* Task description
Type out the data below in its entirety, exactly as given.

------ Data in this exercise ------

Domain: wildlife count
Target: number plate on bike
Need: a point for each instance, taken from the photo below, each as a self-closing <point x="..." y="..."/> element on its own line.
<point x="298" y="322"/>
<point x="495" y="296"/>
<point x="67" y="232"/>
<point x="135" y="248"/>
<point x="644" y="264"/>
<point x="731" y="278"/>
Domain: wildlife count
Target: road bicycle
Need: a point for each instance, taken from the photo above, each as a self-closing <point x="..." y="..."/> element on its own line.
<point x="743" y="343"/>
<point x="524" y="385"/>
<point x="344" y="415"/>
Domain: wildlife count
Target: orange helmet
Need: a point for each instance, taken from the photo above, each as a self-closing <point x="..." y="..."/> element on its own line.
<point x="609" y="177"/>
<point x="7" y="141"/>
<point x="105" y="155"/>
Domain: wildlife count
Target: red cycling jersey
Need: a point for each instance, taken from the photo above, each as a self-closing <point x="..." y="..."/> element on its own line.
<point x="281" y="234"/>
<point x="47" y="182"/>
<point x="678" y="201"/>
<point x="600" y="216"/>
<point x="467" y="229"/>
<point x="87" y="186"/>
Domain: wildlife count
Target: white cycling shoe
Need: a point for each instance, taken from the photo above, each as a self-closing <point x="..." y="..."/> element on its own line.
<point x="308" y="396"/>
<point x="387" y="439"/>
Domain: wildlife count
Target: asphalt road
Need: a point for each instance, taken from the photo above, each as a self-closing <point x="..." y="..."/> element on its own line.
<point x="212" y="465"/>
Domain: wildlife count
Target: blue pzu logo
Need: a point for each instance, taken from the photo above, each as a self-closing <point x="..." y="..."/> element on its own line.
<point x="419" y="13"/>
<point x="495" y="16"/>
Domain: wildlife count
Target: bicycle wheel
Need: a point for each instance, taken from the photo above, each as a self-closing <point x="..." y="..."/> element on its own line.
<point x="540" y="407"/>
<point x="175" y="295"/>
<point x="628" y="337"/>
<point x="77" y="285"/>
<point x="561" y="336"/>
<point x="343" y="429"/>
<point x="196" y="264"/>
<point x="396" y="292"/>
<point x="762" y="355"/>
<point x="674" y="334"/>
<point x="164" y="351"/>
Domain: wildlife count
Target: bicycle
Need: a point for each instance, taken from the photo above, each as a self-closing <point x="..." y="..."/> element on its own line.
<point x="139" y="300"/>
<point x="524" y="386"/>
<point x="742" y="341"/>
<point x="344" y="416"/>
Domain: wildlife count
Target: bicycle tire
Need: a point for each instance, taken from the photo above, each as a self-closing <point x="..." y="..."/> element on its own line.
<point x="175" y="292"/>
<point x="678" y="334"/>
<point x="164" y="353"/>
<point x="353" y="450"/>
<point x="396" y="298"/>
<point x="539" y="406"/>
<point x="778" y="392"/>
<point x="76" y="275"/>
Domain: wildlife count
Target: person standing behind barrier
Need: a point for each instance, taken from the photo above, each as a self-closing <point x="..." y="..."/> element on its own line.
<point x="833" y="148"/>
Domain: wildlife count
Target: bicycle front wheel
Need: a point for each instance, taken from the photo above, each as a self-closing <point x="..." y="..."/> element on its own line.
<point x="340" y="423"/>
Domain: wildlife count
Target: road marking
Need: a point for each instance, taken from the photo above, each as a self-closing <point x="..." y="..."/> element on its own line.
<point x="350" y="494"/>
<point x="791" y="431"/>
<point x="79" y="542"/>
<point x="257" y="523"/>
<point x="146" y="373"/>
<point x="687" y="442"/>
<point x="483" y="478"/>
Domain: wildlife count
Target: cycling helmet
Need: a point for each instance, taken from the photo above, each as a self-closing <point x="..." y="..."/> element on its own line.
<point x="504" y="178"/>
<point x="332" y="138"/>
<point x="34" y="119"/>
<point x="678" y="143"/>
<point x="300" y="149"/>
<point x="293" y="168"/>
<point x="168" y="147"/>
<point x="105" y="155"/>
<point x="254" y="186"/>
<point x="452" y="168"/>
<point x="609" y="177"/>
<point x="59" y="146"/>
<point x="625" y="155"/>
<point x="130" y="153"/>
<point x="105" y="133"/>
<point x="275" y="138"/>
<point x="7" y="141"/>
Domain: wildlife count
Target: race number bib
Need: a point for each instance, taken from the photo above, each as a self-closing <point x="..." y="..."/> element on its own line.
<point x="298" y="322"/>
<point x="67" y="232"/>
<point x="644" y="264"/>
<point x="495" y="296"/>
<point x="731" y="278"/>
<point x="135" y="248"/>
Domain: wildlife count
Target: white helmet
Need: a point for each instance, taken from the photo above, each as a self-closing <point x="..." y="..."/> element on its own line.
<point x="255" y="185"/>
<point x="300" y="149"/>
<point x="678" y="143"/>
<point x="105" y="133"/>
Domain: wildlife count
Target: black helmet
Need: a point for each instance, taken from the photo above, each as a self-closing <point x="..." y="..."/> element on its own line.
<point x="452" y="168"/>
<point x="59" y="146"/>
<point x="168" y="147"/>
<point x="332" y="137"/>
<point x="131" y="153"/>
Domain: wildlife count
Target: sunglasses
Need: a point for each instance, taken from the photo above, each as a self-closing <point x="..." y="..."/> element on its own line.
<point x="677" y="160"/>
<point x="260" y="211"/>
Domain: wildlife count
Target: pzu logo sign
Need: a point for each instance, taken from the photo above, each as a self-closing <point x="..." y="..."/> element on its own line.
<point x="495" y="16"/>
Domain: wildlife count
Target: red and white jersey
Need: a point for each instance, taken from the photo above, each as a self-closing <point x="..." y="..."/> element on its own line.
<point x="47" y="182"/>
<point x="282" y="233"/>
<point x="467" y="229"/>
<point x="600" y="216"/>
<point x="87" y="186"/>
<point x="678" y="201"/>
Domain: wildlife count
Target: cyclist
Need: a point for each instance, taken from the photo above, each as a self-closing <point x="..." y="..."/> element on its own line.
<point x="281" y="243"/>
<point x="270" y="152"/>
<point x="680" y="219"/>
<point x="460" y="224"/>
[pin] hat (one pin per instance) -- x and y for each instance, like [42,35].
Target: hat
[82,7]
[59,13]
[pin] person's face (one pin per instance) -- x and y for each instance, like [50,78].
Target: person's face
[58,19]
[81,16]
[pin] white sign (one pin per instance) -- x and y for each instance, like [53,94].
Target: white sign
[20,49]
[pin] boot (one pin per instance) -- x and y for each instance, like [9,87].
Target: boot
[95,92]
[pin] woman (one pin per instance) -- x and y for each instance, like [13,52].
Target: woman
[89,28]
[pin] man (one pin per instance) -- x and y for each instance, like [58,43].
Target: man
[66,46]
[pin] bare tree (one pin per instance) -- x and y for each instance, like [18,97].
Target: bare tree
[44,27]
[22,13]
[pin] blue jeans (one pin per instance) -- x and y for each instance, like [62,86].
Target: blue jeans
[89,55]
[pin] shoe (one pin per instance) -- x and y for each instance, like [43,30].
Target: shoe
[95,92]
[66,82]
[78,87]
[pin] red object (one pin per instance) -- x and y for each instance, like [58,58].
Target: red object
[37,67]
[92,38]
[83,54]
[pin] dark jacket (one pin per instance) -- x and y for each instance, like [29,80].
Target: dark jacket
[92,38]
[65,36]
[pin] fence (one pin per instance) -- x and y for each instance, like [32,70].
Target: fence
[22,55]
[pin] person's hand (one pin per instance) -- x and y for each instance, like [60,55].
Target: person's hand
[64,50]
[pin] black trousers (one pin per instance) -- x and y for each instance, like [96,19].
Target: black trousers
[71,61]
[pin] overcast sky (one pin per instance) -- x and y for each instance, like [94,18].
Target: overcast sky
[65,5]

------

* Task output
Domain: wildlife count
Target: number plate on bike
Need: a point for each instance, taken from the photo below, each as a self-closing <point x="..." y="..."/> element on its own line.
<point x="298" y="322"/>
<point x="495" y="296"/>
<point x="67" y="232"/>
<point x="135" y="248"/>
<point x="644" y="264"/>
<point x="731" y="278"/>
Domain: wildlife count
Target: road bicycle
Need: a point for each instance, taken from the photo above, each as a self-closing <point x="..." y="..."/> element on its own line.
<point x="743" y="343"/>
<point x="524" y="385"/>
<point x="344" y="415"/>
Domain: wildlife count
Target: orange helmet
Need: a point for each instance, taken from the photo above, each as a self-closing <point x="..." y="..."/> element on its own line.
<point x="609" y="177"/>
<point x="7" y="141"/>
<point x="105" y="155"/>
Domain: wildlife count
Target: red cycling jersey
Need: a point for each instance, taken from the photo above, each as a self-closing <point x="..." y="..."/> element on its own line.
<point x="281" y="234"/>
<point x="47" y="182"/>
<point x="678" y="201"/>
<point x="600" y="216"/>
<point x="467" y="229"/>
<point x="87" y="186"/>
Domain: wildlife count
Target: white cycling shoe
Need: a point for each instance, taken from the photo above, each as a self-closing <point x="..." y="..."/> element on its own line.
<point x="308" y="396"/>
<point x="387" y="439"/>
Domain: wildlife count
Target: asphalt road
Need: a point for each instance, taken from the photo above, each as a self-closing <point x="..." y="..."/> element on its own line.
<point x="212" y="465"/>
Domain: wildlife count
Target: blue pzu logo
Need: a point for each instance, taken from the photo above, each as a self-closing <point x="..." y="..."/> element on its own line.
<point x="419" y="13"/>
<point x="495" y="16"/>
Domain: wildlife count
Target: bicycle wheel
Need: a point for each instance, taken from the photo above, each as a self-closing <point x="..." y="..."/> element on its own line.
<point x="540" y="407"/>
<point x="175" y="295"/>
<point x="628" y="337"/>
<point x="77" y="285"/>
<point x="561" y="336"/>
<point x="343" y="429"/>
<point x="196" y="264"/>
<point x="396" y="292"/>
<point x="762" y="355"/>
<point x="674" y="334"/>
<point x="164" y="351"/>
Domain: wildlife count
Target: bicycle
Need: a point for each instance, taken from the photo above, each as a self-closing <point x="..." y="..."/> element on its own line.
<point x="139" y="300"/>
<point x="524" y="386"/>
<point x="742" y="341"/>
<point x="344" y="416"/>
Domain: wildlife count
Target: bicycle tire
Need: a point for each instance, taken from the photo above, each as a self-closing <point x="..." y="..."/> element on its own line.
<point x="175" y="292"/>
<point x="678" y="334"/>
<point x="164" y="353"/>
<point x="353" y="450"/>
<point x="396" y="298"/>
<point x="539" y="406"/>
<point x="778" y="392"/>
<point x="76" y="275"/>
Domain: wildlife count
Target: person standing behind barrier
Need: a point for each instance, taken from the photo above, each as a self-closing <point x="..." y="..."/> element on its own line.
<point x="833" y="148"/>
Domain: wildlife count
Target: bicycle front wheel
Need: a point for each instance, taken from the photo above, each as a self-closing <point x="..." y="..."/> element on its own line.
<point x="340" y="423"/>
Domain: wildlife count
Target: road marking
Need: a point for each instance, taken from the photo above, each as a self-closing <point x="..." y="..."/> element on its own line.
<point x="350" y="494"/>
<point x="791" y="431"/>
<point x="79" y="542"/>
<point x="257" y="523"/>
<point x="146" y="373"/>
<point x="687" y="442"/>
<point x="483" y="478"/>
Domain: wildlife count
Target: cycling helmet
Need: a point for each instance, taken from the photo above, each as a self-closing <point x="..." y="..."/> element on its own line.
<point x="504" y="178"/>
<point x="332" y="138"/>
<point x="34" y="119"/>
<point x="678" y="143"/>
<point x="300" y="149"/>
<point x="293" y="168"/>
<point x="168" y="147"/>
<point x="105" y="155"/>
<point x="254" y="186"/>
<point x="452" y="168"/>
<point x="609" y="177"/>
<point x="59" y="146"/>
<point x="625" y="155"/>
<point x="130" y="153"/>
<point x="105" y="133"/>
<point x="275" y="138"/>
<point x="7" y="141"/>
Domain: wildlife count
Target: race number bib
Need: a point for each instance, taken from the photo above, each as a self-closing <point x="..." y="..."/> element on its own line.
<point x="298" y="322"/>
<point x="67" y="232"/>
<point x="644" y="264"/>
<point x="495" y="296"/>
<point x="731" y="278"/>
<point x="135" y="248"/>
Domain: wildlife count
Target: white helmet
Need: a point for each instance, taken from the photo above, each as a self-closing <point x="..." y="..."/> element on its own line.
<point x="255" y="185"/>
<point x="300" y="149"/>
<point x="678" y="143"/>
<point x="105" y="133"/>
Domain: wildlife count
Target: black helmet
Need: a point for each instance, taken from the photo above, each as a self-closing <point x="..." y="..."/> element on its own line.
<point x="452" y="168"/>
<point x="59" y="146"/>
<point x="168" y="147"/>
<point x="332" y="137"/>
<point x="131" y="153"/>
Domain: wildlife count
Target: sunglasses
Need: a point for each instance, taken from the photo above, each as a self-closing <point x="..." y="..."/> element on its own line.
<point x="677" y="160"/>
<point x="260" y="211"/>
Domain: wildlife count
Target: pzu logo sign
Need: a point for each instance, taken from the photo above, each as a self-closing <point x="..." y="..."/> element on its own line.
<point x="495" y="16"/>
Domain: wildlife count
Target: red and white jersey
Need: a point for each instance, taken from the photo above, each as a self-closing <point x="..." y="..."/> element on its own line.
<point x="47" y="182"/>
<point x="282" y="233"/>
<point x="467" y="229"/>
<point x="600" y="216"/>
<point x="87" y="186"/>
<point x="678" y="201"/>
Domain: wildlife count
Target: cyclist
Need: a point for each instance, taken from the photo above, each as a self-closing <point x="..." y="..."/> element on its own line.
<point x="281" y="243"/>
<point x="270" y="152"/>
<point x="680" y="219"/>
<point x="460" y="224"/>
[pin] hat (one pin per instance) -- x and y for each instance, like [42,35].
Target: hat
[82,7]
[59,13]
[pin] person's face (one pin per instance) -- x and y for each instance, like [50,78].
Target: person's face
[58,19]
[81,16]
[pin] white sign (one pin per instance) -- x and y for each instance, like [53,94].
Target: white sign
[20,49]
[pin] boot (one pin per instance) -- x and y for each instance, like [9,87].
Target: boot
[95,92]
[pin] woman (one pin per instance) -- x and y for each instance, like [13,52].
Target: woman
[89,28]
[pin] man (one pin per instance) -- x and y for each instance, like [58,43].
Target: man
[66,46]
[pin] bare tree (one pin per instance) -- x and y for each instance, like [18,97].
Target: bare tree
[44,27]
[22,13]
[pin] blue jeans (one pin per instance) -- x and y for each instance, like [62,86].
Target: blue jeans
[89,55]
[pin] shoe (one pin per instance) -- x and y for each instance, like [43,30].
Target: shoe
[95,92]
[66,82]
[78,87]
[pin] red object (one pin per instance) -- x and y for each instance, like [58,58].
Target: red object
[37,67]
[92,38]
[83,54]
[pin] dark jacket (one pin per instance) -- x and y for each instance, like [29,80].
Target: dark jacket
[92,38]
[65,36]
[pin] fence (one pin per instance) -- x and y for each instance, like [32,70].
Target: fence
[22,55]
[pin] person's hand (one pin per instance) -- x and y for each instance, like [60,55].
Target: person's hand
[64,50]
[pin] black trousers (one pin per instance) -- x and y for each instance, like [96,19].
Target: black trousers
[71,61]
[pin] overcast sky (one pin per instance) -- x and y for each instance, like [94,18].
Target: overcast sky
[65,5]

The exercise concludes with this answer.